説明

亜鉛イオンによって増強されたイソチアゾリノン殺生剤

本発明は、イソチアゾリノン、例えば1,2−ベンズイソチアゾリン−3−オン、および、亜鉛塩、酸化亜鉛、水酸化亜鉛、または、それらの組み合わせから選択される亜鉛化合物を含む抗菌性組成物に関する。有用な亜鉛塩としては、例えば、酸化物、硫酸塩、塩化物およびそれらの組み合わせが挙げられる。使用時において、このような亜鉛化合物からの亜鉛が、イソチアゾリン含有組成物の抗菌活性を増強する。このような増強は、イソチアゾリノンを亜鉛化合物の非存在下で使用した場合の濃度よりも低いイソチアゾリノン濃度で、望ましい抗菌活性の達成を可能にする。また本抗菌性組成物は、ピリチオン、例えばジンクピリチオンまたは銅ピリチオンのような補助殺生剤を含んでいてもよい。

【発明の詳細な説明】
【背景技術】
【0001】
発明の背景
1,2−ベンズイソチアゾリン−3−オン(また、「BIT」とも称される)のようなイソチアゾリノン類は、有効な抗菌剤として知られている。BIT、例えば欧州特許EP0703726で説明されている調合物において開示されているBITは、様々な用途で殺菌剤として広く用いられる。
------------------------------------
__課題と演習__.
- 1) 抜粋にある「このような増強は、イソチアゾリノンを亜鉛化合物の非存在下で使用した場合の濃度よりも低いイソチアゾリノン濃度で、望ましい抗菌活性の達成を可能にする。」という文を英語に訳してください。
- 2) 抜粋から、「亜鉛イオンによって増強されたイソチアゾリノン殺生剤」を含む語句で始まり「殺菌剤として広く用いられる。」で終わる部分を、一字一句違えずに書き写す。

[形状の境界の項目]
------------------------------------
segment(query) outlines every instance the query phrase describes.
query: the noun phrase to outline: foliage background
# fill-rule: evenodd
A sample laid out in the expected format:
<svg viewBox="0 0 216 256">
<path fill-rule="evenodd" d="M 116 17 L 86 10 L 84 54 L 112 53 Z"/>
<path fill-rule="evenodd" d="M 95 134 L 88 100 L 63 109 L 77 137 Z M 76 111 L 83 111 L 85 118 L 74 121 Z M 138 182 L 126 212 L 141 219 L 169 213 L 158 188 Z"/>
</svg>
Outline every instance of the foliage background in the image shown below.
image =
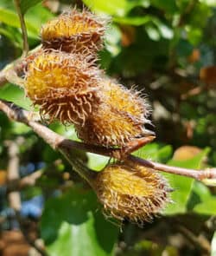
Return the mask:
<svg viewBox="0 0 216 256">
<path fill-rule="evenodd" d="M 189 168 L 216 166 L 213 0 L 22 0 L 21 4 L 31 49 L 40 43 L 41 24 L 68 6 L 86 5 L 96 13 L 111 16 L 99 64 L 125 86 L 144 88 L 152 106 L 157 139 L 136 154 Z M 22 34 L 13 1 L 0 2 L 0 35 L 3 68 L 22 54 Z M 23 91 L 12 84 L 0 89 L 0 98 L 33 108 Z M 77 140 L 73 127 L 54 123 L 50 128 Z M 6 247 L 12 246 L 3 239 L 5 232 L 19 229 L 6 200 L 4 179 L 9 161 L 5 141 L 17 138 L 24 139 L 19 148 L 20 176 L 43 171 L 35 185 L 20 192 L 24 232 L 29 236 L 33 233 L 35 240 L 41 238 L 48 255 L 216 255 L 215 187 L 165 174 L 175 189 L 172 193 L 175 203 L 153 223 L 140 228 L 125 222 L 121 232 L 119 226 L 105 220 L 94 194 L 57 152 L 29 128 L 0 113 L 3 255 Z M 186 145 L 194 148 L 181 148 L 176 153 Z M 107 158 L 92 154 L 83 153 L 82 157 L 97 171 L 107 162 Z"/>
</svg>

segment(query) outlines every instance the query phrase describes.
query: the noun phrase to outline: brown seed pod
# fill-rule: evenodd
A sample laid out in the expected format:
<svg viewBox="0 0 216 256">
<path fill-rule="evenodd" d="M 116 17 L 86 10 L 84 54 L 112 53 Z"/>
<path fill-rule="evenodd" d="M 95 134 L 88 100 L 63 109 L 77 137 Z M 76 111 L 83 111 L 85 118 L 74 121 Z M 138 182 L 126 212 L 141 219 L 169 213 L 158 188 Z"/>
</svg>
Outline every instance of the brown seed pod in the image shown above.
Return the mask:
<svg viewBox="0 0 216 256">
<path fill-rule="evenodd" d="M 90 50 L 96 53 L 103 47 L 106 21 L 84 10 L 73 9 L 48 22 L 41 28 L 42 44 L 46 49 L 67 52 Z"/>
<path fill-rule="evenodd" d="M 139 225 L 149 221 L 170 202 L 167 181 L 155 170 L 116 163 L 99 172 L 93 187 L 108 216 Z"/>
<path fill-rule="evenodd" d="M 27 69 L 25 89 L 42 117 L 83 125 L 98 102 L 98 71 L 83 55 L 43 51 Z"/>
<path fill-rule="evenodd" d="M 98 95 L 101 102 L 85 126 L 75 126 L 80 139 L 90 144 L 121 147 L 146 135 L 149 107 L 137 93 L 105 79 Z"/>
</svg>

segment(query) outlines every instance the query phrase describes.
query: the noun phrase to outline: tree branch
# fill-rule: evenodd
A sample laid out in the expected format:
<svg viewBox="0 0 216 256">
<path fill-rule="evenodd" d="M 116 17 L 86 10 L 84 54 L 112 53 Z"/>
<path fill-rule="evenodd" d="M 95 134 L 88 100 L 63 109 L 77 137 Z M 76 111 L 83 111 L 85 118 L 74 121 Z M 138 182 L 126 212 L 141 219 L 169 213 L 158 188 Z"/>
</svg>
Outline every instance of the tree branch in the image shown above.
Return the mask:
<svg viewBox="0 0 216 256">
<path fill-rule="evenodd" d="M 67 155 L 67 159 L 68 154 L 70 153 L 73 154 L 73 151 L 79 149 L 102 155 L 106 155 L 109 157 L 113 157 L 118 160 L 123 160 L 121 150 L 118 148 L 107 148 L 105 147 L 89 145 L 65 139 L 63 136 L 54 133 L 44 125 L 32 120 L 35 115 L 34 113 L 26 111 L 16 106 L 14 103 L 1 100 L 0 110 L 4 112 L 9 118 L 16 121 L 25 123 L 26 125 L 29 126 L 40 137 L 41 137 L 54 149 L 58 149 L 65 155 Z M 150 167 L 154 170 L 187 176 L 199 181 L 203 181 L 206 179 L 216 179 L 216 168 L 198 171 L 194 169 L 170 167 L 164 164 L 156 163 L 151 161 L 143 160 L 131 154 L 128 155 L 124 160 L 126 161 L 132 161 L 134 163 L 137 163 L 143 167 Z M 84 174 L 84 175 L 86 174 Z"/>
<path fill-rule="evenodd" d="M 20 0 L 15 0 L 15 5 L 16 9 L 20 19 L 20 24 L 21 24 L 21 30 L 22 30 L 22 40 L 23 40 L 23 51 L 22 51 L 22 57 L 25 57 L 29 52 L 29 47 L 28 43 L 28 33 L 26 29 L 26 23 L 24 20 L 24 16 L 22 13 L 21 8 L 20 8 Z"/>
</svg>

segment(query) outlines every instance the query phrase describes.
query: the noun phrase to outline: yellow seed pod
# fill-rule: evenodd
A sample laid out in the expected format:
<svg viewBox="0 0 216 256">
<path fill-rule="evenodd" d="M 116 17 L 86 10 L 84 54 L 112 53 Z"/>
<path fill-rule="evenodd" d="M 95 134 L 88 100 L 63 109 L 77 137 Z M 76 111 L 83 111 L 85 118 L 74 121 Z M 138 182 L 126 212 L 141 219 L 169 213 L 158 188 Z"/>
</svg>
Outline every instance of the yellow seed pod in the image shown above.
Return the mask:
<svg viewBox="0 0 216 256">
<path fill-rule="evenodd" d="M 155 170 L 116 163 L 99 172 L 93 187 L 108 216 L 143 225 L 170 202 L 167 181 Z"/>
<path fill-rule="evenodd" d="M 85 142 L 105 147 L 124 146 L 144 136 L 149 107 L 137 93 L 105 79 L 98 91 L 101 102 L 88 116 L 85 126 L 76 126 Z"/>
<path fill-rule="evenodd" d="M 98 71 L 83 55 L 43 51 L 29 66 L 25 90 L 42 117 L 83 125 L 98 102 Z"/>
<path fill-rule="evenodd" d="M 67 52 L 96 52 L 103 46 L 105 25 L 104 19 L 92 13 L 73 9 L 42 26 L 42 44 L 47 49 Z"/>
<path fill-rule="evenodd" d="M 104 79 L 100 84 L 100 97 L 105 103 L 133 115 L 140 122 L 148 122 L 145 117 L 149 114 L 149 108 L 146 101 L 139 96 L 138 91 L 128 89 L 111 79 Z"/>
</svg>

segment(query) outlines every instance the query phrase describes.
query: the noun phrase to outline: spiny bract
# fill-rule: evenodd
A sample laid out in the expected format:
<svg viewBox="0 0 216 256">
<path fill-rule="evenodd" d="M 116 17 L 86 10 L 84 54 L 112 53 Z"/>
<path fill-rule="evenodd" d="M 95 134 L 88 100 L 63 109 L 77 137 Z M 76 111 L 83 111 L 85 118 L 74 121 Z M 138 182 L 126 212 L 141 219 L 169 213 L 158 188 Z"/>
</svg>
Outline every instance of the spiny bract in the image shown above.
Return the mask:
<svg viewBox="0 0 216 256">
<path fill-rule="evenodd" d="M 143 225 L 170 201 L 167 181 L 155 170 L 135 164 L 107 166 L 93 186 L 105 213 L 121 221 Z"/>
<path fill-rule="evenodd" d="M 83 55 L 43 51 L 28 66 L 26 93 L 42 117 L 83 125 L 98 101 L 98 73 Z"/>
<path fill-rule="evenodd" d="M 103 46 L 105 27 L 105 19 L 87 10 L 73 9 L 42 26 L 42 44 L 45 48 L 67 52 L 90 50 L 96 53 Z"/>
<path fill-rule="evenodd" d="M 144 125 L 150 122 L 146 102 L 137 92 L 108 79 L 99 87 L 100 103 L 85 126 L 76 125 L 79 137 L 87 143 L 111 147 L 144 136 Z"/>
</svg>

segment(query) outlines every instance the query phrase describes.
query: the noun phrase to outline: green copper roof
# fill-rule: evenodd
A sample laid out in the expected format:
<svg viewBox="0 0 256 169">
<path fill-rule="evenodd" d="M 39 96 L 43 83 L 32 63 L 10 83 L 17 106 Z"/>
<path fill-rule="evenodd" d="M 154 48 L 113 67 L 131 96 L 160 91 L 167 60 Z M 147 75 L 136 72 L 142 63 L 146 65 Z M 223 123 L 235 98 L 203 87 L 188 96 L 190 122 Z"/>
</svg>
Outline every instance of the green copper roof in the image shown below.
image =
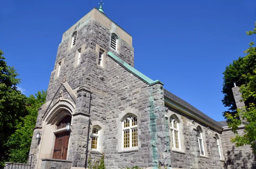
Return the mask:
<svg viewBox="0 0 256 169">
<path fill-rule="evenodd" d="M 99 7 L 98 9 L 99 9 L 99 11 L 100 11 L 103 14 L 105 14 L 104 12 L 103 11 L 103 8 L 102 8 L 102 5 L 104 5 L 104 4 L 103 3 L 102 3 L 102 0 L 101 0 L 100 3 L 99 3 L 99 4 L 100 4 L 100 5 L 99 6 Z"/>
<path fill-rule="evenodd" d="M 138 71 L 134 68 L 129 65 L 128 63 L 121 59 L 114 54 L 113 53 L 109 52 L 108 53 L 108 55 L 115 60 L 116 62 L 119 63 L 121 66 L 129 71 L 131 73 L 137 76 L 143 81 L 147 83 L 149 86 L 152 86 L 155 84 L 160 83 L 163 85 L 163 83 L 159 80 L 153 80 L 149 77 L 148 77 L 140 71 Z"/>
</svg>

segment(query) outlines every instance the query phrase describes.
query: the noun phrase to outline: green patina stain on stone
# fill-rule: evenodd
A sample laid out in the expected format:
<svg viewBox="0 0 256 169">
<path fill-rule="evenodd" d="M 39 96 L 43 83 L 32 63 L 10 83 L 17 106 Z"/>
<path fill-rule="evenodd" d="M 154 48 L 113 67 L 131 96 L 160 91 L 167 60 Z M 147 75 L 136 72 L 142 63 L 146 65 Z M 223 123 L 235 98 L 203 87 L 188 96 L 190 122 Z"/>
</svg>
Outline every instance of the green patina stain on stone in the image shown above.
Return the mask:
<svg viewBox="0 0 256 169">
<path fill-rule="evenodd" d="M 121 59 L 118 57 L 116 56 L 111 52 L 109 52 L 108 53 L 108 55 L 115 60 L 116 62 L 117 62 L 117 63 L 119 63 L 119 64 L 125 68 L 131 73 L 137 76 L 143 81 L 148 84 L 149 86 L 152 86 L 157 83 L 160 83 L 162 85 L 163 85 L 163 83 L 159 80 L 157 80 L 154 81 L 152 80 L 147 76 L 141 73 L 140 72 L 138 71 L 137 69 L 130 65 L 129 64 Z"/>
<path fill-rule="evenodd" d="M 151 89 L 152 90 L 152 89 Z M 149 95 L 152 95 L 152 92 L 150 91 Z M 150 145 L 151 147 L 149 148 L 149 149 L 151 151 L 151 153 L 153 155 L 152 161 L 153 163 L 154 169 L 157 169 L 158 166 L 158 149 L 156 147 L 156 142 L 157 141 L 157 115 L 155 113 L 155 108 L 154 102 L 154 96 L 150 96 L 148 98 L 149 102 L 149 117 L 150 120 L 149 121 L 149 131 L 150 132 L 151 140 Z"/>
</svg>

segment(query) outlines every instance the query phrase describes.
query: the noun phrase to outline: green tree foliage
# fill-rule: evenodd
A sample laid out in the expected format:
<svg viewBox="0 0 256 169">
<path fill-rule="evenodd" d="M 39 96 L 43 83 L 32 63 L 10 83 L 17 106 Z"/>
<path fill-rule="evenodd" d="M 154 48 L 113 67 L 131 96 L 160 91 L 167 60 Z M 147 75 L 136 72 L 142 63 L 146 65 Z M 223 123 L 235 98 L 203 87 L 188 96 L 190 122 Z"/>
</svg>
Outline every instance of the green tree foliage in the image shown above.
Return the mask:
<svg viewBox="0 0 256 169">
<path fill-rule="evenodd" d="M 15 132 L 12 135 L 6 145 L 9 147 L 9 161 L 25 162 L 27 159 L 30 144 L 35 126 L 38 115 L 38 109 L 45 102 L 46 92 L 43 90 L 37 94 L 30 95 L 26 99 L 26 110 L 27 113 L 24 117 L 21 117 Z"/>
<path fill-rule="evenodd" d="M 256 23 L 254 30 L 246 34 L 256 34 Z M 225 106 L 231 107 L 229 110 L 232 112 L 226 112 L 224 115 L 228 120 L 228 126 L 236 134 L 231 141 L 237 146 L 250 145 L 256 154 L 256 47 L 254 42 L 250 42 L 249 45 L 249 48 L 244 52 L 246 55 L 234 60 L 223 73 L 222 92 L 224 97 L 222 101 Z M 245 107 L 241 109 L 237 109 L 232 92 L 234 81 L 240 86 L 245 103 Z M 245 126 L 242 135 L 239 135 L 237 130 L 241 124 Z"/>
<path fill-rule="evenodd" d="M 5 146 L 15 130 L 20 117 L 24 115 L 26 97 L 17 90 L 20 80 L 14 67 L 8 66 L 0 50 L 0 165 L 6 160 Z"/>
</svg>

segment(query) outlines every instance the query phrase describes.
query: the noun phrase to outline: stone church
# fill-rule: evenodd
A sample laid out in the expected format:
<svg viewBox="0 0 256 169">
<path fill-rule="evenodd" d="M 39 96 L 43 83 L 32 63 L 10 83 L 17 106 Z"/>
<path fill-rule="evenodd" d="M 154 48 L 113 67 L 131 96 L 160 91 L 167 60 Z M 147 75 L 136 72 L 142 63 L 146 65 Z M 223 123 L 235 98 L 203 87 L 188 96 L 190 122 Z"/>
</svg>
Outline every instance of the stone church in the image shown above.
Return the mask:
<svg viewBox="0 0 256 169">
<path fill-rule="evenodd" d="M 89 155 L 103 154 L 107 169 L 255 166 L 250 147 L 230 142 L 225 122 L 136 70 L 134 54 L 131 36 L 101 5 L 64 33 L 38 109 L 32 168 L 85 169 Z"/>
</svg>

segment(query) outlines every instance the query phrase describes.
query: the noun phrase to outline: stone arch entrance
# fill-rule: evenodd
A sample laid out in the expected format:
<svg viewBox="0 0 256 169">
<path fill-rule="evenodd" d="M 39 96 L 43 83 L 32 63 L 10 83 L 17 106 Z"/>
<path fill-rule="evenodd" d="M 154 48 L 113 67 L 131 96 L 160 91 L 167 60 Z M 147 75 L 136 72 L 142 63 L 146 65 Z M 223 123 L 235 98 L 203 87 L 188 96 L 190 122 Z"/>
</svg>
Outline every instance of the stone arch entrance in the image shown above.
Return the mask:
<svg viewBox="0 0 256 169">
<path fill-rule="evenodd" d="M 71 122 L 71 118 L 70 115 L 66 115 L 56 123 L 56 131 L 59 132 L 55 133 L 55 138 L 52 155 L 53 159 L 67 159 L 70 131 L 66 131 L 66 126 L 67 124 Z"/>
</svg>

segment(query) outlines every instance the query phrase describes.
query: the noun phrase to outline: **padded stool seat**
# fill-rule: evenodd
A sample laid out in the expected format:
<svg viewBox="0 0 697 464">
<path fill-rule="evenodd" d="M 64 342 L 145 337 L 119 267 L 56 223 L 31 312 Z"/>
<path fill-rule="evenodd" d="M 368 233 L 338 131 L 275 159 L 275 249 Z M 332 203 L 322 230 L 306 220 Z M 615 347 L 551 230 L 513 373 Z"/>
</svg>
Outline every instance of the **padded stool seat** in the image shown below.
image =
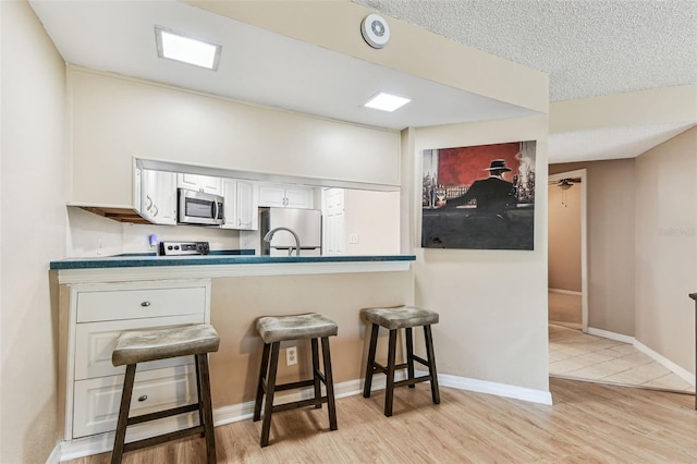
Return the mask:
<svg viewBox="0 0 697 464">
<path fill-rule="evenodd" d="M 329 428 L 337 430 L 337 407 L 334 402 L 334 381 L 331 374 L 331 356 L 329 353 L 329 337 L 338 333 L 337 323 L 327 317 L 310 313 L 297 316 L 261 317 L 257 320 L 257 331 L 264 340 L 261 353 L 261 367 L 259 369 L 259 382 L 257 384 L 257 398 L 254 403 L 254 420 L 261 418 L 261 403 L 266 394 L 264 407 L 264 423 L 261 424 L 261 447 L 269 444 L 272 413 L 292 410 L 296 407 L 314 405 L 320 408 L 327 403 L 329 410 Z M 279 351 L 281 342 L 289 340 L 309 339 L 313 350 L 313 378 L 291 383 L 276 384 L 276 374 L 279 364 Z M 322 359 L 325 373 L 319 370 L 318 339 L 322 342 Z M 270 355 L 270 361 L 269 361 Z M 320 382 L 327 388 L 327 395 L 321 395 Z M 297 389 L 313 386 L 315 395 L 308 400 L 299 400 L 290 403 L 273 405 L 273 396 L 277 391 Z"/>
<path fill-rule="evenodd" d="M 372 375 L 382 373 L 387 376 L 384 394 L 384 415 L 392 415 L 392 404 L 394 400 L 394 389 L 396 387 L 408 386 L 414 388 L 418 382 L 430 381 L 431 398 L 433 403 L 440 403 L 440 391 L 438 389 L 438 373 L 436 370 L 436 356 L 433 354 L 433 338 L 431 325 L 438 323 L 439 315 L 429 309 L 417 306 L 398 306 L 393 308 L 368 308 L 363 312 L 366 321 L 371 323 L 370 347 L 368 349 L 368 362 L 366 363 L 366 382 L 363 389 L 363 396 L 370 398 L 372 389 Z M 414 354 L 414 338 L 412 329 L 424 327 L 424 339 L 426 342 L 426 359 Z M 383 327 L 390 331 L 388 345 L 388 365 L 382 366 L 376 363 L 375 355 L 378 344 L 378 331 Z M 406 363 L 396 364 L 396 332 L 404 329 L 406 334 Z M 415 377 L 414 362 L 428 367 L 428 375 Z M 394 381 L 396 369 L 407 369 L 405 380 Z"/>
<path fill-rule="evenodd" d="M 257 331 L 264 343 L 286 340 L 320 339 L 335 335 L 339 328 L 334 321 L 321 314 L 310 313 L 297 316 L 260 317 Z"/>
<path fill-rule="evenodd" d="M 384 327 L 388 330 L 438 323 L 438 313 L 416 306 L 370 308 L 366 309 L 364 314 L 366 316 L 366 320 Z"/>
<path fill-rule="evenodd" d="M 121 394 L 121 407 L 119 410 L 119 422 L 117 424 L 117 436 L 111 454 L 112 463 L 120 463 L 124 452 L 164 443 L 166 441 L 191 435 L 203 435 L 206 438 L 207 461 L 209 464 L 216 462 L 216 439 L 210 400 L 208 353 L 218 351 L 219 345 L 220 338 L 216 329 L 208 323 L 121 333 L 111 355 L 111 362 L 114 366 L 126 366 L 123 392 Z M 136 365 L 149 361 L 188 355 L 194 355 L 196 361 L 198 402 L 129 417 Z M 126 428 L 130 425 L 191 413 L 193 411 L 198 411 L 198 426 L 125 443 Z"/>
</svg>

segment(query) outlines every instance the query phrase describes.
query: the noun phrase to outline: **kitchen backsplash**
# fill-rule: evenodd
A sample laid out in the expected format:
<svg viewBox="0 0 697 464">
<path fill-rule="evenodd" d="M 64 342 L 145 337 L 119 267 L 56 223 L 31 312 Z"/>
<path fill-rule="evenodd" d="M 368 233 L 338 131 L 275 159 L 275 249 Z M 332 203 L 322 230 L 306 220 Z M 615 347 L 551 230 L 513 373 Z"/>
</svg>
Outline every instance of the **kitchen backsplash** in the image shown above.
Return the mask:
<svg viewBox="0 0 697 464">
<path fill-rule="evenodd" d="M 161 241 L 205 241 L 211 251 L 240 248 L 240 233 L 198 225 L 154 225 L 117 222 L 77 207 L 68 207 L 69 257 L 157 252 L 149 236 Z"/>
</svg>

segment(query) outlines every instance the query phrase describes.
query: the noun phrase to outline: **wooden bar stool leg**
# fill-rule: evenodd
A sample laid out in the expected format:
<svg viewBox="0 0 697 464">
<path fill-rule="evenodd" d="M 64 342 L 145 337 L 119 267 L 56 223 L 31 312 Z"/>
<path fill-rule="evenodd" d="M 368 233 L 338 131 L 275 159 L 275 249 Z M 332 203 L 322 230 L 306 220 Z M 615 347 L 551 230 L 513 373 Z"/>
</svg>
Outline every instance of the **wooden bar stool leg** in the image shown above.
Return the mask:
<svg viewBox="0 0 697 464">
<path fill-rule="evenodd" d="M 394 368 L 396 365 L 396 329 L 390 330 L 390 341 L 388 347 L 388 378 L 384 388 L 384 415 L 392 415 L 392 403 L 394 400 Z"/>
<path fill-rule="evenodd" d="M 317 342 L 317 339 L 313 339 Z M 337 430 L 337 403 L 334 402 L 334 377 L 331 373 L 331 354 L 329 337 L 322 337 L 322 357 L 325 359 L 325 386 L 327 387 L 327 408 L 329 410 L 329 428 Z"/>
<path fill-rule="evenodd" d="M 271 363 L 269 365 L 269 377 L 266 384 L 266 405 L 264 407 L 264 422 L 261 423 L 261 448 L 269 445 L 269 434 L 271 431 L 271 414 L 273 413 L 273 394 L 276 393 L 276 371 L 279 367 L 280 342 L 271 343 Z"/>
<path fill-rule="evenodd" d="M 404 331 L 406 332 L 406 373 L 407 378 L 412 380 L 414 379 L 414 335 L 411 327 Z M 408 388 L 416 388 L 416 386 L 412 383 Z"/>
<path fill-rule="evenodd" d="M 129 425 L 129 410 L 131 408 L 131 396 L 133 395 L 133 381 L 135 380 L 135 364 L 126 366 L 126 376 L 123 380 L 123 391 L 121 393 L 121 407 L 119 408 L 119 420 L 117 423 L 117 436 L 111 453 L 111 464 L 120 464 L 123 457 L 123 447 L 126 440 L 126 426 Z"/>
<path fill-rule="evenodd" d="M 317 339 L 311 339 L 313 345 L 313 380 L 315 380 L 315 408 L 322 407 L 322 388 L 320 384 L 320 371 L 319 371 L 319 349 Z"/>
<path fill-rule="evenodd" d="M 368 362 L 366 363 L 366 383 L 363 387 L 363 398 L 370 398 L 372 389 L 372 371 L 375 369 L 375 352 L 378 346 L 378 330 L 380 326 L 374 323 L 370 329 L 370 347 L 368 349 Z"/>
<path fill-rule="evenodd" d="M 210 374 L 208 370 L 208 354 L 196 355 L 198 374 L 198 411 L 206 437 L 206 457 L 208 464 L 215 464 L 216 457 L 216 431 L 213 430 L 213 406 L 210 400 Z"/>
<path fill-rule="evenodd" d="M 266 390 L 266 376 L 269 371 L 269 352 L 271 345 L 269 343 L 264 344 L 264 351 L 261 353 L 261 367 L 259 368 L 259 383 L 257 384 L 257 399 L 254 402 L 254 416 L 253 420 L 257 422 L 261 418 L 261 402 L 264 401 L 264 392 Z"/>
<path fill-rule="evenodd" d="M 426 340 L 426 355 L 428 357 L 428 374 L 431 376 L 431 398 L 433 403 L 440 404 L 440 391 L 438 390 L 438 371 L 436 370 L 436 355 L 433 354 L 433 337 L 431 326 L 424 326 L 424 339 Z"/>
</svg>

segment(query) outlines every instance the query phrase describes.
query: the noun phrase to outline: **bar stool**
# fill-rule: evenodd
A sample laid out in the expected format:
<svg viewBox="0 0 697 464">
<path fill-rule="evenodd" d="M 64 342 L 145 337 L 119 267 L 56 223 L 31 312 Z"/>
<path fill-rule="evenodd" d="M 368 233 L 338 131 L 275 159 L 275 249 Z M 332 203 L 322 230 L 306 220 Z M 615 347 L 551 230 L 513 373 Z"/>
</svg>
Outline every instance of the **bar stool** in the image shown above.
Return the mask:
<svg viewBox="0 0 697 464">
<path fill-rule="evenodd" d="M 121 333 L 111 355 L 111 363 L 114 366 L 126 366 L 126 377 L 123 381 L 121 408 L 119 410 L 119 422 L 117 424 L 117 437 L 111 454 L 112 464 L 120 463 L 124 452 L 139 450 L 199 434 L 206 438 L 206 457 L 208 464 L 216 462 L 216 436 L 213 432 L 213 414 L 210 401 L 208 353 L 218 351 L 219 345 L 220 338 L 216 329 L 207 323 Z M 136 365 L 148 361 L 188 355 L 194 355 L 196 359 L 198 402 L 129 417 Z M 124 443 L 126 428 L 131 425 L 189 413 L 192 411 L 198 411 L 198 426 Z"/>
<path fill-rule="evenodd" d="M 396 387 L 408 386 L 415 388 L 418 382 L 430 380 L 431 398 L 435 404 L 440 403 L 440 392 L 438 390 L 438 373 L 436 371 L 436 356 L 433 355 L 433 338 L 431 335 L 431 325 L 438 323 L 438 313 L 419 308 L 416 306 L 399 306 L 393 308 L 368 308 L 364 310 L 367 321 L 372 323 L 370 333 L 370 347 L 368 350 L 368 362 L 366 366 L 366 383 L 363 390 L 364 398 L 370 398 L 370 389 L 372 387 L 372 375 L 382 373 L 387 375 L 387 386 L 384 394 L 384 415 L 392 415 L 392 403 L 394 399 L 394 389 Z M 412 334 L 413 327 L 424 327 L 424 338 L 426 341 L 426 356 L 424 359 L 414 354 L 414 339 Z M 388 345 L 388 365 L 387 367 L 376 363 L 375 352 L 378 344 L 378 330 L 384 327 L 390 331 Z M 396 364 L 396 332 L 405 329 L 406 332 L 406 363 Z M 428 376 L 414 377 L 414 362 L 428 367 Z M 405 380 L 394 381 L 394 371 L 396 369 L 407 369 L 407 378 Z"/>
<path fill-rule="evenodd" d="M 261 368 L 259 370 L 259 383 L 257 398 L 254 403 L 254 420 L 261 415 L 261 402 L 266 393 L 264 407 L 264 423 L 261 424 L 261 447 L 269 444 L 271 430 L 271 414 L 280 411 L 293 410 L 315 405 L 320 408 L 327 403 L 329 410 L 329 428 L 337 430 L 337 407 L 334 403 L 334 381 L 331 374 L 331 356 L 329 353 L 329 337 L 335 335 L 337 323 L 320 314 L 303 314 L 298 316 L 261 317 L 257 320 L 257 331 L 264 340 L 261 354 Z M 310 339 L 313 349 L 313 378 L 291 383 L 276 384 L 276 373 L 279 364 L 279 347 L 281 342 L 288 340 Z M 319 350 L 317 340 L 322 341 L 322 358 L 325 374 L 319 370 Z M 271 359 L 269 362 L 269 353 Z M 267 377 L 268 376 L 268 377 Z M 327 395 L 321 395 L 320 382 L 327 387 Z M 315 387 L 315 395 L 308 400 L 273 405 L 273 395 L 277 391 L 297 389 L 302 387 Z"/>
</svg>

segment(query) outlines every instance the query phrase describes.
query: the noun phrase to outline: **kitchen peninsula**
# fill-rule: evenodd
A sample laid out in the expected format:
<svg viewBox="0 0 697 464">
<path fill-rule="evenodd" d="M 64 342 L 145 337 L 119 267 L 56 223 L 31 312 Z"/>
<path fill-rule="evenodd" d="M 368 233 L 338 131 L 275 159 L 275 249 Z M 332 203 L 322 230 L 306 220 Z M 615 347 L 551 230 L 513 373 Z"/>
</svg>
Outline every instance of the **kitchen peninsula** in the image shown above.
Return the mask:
------------------------------------
__演習の結果__.
- 1) Such enhancement makes it possible to achieve the desired antimicrobial activity at an isothiazolinone concentration lower than the concentration used when the isothiazolinone is used in the absence of a zinc compound.

- 2)
亜鉛イオンによって増強されたイソチアゾリノン殺生剤

本発明は、イソチアゾリノン、例えば1,2−ベンズイソチアゾリン−3−オン、および、亜鉛塩、酸化亜鉛、水酸化亜鉛、または、それらの組み合わせから選択される亜鉛化合物を含む抗菌性組成物に関する。有用な亜鉛塩としては、例えば、酸化物、硫酸塩、塩化物およびそれらの組み合わせが挙げられる。使用時において、このような亜鉛化合物からの亜鉛が、イソチアゾリン含有組成物の抗菌活性を増強する。このような増強は、イソチアゾリノンを亜鉛化合物の非存在下で使用した場合の濃度よりも低いイソチアゾリノン濃度で、望ましい抗菌活性の達成を可能にする。また本抗菌性組成物は、ピリチオン、例えばジンクピリチオンまたは銅ピリチオンのような補助殺生剤を含んでいてもよい。

【発明の詳細な説明】
【背景技術】
【0001】
発明の背景
1,2−ベンズイソチアゾリン−3−オン(また、「BIT」とも称される)のようなイソチアゾリノン類は、有効な抗菌剤として知られている。BIT、例えば欧州特許EP0703726で説明されている調合物において開示されているBITは、様々な用途で殺菌剤として広く用いられる。